• [WORK REQUEST]: Go through the data line by line and count the lines that hold "head". Reply with the total only.

• [RECORDS FOR PROCESSING]:
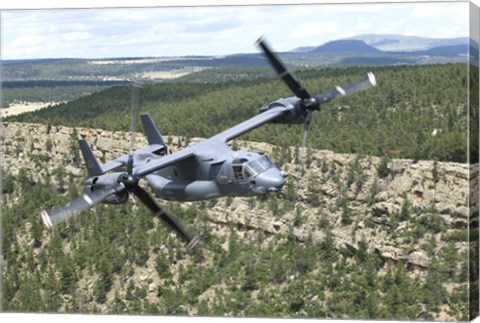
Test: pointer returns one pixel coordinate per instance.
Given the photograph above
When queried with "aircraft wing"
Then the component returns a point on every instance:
(111, 165)
(250, 124)
(163, 162)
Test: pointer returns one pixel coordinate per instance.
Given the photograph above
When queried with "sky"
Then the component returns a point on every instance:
(215, 30)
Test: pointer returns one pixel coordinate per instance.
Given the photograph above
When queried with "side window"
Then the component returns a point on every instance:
(238, 172)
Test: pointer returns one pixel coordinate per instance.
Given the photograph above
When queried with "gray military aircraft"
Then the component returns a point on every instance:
(204, 170)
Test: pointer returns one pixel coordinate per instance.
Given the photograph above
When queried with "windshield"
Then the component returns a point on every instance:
(257, 166)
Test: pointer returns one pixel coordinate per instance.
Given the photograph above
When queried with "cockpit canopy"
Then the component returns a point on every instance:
(244, 168)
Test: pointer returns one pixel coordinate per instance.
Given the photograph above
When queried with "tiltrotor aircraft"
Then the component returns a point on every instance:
(204, 170)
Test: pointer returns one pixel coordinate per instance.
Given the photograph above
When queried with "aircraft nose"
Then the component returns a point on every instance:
(270, 180)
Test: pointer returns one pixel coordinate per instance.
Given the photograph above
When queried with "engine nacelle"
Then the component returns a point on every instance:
(98, 182)
(293, 105)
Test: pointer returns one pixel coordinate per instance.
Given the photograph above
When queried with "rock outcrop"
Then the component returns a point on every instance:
(345, 195)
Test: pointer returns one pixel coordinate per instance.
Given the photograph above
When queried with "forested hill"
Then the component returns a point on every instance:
(417, 112)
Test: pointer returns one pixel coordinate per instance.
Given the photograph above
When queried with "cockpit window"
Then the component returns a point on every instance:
(251, 168)
(238, 172)
(259, 165)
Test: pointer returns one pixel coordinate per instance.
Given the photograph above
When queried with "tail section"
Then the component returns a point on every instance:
(93, 167)
(151, 131)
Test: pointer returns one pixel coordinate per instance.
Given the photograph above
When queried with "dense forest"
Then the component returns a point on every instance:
(122, 260)
(417, 112)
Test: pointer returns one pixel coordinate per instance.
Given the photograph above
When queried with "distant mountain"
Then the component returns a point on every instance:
(400, 43)
(455, 50)
(345, 46)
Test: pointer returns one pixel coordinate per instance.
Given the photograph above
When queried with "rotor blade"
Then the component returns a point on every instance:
(165, 215)
(355, 86)
(282, 71)
(77, 205)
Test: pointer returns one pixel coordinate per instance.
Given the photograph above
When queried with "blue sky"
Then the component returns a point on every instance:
(215, 30)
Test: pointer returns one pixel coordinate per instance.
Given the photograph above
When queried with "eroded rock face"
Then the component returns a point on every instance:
(342, 193)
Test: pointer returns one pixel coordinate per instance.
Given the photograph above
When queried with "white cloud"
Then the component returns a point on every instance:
(314, 29)
(213, 30)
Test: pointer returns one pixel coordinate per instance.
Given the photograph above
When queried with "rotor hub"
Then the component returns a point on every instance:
(129, 180)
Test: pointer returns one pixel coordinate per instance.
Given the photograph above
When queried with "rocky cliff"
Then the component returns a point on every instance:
(377, 201)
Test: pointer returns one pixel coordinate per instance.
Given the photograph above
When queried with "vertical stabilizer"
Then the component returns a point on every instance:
(93, 167)
(151, 131)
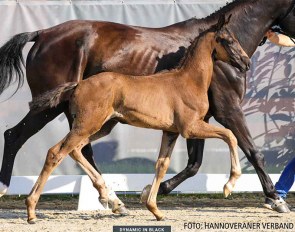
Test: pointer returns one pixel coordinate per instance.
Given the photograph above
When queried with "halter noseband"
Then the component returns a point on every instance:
(276, 28)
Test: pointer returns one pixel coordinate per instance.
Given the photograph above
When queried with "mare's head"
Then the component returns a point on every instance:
(227, 47)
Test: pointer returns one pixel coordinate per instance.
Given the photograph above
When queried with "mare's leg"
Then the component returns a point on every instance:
(226, 93)
(203, 130)
(15, 137)
(167, 145)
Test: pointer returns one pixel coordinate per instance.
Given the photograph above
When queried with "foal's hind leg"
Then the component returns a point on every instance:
(195, 148)
(15, 137)
(204, 130)
(167, 145)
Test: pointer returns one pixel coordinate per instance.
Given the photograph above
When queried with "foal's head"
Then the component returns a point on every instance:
(227, 48)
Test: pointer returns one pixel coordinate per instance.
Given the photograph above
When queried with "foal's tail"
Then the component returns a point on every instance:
(11, 59)
(53, 97)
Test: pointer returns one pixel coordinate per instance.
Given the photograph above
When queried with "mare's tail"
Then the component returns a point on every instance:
(11, 59)
(53, 97)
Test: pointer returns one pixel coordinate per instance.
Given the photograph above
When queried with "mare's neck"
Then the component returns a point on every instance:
(198, 63)
(249, 23)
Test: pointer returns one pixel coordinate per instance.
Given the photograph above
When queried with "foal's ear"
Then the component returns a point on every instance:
(228, 19)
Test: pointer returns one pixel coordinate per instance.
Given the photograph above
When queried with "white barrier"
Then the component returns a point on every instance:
(88, 196)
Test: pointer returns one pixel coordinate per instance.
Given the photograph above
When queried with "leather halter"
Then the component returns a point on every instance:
(276, 28)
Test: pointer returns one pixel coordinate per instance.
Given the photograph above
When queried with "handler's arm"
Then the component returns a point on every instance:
(279, 39)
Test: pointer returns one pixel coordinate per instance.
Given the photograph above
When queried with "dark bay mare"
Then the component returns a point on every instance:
(75, 50)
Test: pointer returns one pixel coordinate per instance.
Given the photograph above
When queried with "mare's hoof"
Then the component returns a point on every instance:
(160, 218)
(278, 205)
(145, 193)
(104, 202)
(121, 210)
(32, 221)
(227, 189)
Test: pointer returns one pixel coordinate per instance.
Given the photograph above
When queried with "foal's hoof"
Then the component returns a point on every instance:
(278, 205)
(32, 221)
(3, 189)
(121, 211)
(227, 189)
(103, 202)
(145, 193)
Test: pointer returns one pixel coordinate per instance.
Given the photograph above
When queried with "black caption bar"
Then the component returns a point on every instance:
(141, 228)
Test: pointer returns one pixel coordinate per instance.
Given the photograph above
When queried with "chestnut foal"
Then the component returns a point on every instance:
(175, 102)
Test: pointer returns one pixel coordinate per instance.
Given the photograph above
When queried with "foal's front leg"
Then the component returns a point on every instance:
(167, 145)
(54, 157)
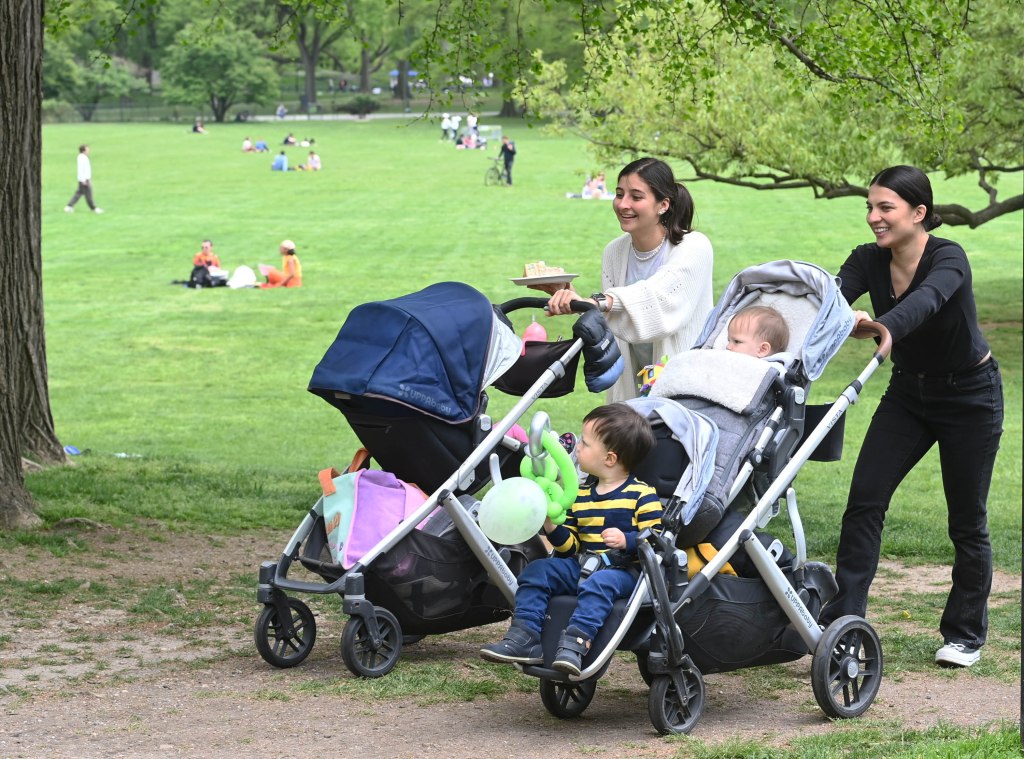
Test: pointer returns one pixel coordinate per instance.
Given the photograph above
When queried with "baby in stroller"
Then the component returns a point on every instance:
(727, 454)
(600, 533)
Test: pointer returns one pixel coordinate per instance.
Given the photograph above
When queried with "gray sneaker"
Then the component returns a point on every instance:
(956, 655)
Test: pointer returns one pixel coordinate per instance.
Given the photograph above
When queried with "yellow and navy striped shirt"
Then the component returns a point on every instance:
(632, 507)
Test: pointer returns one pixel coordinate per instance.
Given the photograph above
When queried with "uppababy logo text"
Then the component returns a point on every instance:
(410, 394)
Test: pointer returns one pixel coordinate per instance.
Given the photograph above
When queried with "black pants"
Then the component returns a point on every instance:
(86, 190)
(964, 415)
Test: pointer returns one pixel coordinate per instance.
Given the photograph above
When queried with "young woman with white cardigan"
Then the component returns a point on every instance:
(655, 278)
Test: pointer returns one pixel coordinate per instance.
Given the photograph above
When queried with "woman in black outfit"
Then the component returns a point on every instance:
(945, 388)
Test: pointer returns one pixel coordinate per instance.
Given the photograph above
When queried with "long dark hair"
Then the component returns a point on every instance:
(679, 218)
(911, 184)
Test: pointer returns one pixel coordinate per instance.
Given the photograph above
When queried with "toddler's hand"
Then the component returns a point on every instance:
(613, 538)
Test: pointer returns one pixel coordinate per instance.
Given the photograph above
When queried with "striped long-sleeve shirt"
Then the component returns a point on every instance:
(631, 507)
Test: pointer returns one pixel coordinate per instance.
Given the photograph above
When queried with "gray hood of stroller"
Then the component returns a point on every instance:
(824, 335)
(697, 434)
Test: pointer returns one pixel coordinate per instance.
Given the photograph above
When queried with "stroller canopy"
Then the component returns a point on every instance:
(698, 436)
(432, 350)
(829, 327)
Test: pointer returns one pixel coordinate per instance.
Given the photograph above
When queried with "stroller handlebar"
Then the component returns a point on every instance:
(875, 329)
(516, 303)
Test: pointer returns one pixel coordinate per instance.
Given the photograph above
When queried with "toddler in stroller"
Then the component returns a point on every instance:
(409, 375)
(738, 446)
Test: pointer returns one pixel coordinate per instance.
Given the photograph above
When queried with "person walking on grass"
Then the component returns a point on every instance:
(84, 182)
(945, 390)
(508, 156)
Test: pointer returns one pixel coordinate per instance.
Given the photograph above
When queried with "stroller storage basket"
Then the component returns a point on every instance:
(736, 624)
(432, 584)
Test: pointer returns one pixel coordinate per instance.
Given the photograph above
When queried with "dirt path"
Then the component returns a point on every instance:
(90, 679)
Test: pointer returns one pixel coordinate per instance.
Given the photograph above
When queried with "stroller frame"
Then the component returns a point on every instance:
(286, 629)
(847, 662)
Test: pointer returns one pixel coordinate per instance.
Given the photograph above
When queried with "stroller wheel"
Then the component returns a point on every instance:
(567, 700)
(672, 713)
(846, 671)
(278, 645)
(357, 650)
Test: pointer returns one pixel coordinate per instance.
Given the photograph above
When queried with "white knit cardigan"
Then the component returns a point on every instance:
(668, 308)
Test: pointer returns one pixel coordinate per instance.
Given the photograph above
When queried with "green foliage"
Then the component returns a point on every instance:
(218, 67)
(209, 387)
(770, 95)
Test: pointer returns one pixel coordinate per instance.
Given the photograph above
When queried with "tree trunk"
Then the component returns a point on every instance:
(26, 422)
(366, 62)
(402, 89)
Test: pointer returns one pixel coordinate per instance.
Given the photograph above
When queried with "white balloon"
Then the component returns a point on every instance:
(513, 511)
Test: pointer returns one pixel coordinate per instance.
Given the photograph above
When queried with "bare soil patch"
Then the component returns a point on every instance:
(86, 681)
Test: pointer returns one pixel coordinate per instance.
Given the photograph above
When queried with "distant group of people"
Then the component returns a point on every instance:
(304, 142)
(281, 163)
(259, 145)
(594, 187)
(470, 138)
(207, 271)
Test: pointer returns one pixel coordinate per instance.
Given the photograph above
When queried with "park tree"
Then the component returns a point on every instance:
(26, 421)
(85, 81)
(313, 32)
(776, 95)
(217, 66)
(82, 66)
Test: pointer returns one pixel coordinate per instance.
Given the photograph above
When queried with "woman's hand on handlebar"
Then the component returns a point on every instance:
(561, 301)
(859, 317)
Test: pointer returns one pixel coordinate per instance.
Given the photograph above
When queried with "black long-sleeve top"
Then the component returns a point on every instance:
(934, 324)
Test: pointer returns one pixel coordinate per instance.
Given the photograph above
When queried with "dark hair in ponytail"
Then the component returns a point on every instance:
(911, 184)
(657, 174)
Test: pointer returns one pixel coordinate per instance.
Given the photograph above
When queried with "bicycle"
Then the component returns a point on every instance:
(496, 174)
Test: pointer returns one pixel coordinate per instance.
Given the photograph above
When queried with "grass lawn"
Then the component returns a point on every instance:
(190, 406)
(208, 387)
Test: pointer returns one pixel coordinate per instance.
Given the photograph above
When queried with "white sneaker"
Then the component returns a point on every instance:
(956, 655)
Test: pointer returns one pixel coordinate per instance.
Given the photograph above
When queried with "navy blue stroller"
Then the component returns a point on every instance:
(410, 377)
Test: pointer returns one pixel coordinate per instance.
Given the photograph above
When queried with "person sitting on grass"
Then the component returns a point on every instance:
(280, 162)
(606, 518)
(291, 268)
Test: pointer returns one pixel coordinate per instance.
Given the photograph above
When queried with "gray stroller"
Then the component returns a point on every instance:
(728, 453)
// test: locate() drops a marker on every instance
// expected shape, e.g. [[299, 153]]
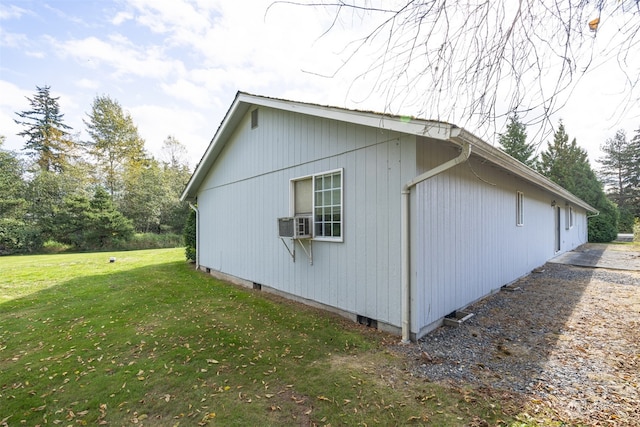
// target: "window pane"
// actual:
[[328, 205]]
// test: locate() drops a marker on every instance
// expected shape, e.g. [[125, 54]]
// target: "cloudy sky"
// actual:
[[175, 66]]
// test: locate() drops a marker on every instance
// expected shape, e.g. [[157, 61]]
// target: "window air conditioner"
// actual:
[[297, 227]]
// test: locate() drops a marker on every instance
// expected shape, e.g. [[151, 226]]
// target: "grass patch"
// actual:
[[147, 340]]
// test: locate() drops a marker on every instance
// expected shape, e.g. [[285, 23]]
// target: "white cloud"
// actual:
[[195, 94], [11, 12], [156, 123], [88, 84], [120, 54], [121, 17], [12, 39]]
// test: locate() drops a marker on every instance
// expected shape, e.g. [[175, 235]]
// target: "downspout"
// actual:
[[406, 246], [197, 235]]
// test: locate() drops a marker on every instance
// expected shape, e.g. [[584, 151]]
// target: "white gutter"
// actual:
[[197, 260], [406, 246]]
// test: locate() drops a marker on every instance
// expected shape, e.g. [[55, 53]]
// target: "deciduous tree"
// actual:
[[115, 142], [482, 59]]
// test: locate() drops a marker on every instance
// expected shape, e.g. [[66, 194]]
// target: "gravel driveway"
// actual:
[[567, 339]]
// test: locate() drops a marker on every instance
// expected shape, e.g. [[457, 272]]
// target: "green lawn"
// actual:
[[149, 341]]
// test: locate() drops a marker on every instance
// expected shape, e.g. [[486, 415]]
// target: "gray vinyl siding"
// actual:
[[248, 189], [467, 243]]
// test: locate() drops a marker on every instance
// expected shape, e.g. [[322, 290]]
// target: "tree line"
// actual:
[[614, 189], [101, 193]]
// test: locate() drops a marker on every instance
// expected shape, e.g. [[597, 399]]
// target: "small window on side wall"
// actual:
[[519, 208], [254, 119], [569, 220], [320, 196]]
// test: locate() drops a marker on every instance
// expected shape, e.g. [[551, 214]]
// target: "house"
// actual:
[[392, 221]]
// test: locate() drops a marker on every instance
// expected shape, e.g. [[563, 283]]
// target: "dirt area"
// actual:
[[563, 341]]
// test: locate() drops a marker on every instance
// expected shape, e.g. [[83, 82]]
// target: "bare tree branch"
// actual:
[[476, 61]]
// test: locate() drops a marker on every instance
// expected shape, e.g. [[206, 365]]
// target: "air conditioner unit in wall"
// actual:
[[297, 227]]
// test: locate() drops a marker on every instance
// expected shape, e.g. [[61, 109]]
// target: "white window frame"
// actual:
[[570, 217], [519, 209], [313, 177]]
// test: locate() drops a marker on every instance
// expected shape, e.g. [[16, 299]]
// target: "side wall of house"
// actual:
[[466, 242], [248, 188]]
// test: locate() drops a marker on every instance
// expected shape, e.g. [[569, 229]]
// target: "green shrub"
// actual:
[[53, 247], [150, 241], [17, 237]]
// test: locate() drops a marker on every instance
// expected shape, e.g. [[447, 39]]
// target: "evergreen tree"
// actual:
[[567, 164], [620, 174], [12, 185], [514, 142], [48, 139], [17, 235], [90, 223], [115, 142]]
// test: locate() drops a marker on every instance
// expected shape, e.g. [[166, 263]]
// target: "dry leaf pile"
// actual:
[[567, 342]]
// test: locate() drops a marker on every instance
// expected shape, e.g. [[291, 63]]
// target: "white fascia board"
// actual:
[[430, 129], [228, 124], [505, 161]]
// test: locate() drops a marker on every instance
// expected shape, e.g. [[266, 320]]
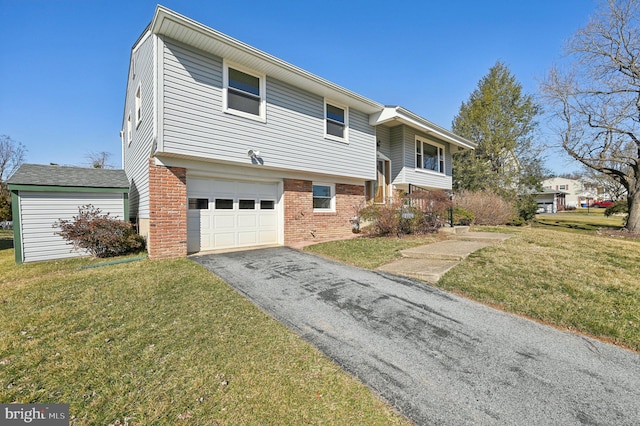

• [RESULT]: 2